#### [Exercise instructions]
Transcribe each record precisely; images stay out.

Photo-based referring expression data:
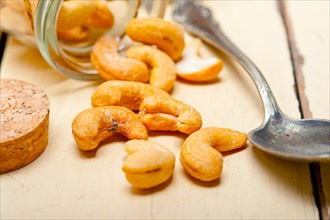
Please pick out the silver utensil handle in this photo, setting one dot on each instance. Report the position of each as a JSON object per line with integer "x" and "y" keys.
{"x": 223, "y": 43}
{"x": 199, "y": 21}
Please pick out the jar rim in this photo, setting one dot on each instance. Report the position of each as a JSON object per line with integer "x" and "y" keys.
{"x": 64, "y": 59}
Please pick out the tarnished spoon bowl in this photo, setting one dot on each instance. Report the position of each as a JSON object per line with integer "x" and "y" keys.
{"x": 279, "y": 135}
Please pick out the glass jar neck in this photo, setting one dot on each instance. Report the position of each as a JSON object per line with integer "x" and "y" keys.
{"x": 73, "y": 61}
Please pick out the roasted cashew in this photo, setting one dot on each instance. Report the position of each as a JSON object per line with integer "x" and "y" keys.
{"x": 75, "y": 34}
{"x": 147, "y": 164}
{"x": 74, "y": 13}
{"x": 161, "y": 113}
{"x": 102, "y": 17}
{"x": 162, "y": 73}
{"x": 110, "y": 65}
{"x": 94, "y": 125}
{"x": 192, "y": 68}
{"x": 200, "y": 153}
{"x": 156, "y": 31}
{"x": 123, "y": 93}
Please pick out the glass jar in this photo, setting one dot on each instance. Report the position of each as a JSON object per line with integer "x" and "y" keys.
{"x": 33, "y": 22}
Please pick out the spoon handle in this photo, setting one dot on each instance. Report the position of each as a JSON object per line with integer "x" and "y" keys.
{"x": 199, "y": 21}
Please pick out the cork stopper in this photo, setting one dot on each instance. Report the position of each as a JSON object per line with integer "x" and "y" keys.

#### [Written solution]
Please pick out the silver utensil handle in this photo, setting one dot on each instance. Report the position of each as a JSON object per line with integer "x" and "y" keys.
{"x": 223, "y": 43}
{"x": 199, "y": 21}
Please pick out the jar rim in this photo, setting one dot on each instance. Report the position of each as a JSON object per line with integer "x" and "y" keys.
{"x": 64, "y": 59}
Please pick out the tarnished spoon bowl in this photo, setting one dot on each instance. Report the position of each as a JSON object per line with integer "x" and "y" keys.
{"x": 279, "y": 135}
Please pick out the glass jar neck in this photo, setting one dot on each instance. Report the position of each as a JSON object per line with integer "x" and "y" keys.
{"x": 73, "y": 61}
Please pick out the roasted cashew in this photo, setting one dot on each instance. Report the position of each as a JSON object per line with integer "x" and "y" keys.
{"x": 75, "y": 34}
{"x": 147, "y": 164}
{"x": 74, "y": 13}
{"x": 161, "y": 113}
{"x": 102, "y": 17}
{"x": 162, "y": 73}
{"x": 110, "y": 65}
{"x": 94, "y": 125}
{"x": 192, "y": 68}
{"x": 200, "y": 153}
{"x": 156, "y": 31}
{"x": 123, "y": 93}
Please pick out the glass jar in this photo, setting one dot on each instance. Report the position of each as a JSON object per line with integer "x" and "y" keys.
{"x": 33, "y": 22}
Please pick out the spoon handle in this photo, setting one dot on each instance. Report the position of each as a JSON object per line with integer "x" and "y" keys.
{"x": 199, "y": 21}
Please pick out the cork stopper in this photo, setting one dot on each instance. Report the position of each as a JSON object per line with integer "x" and "y" keys.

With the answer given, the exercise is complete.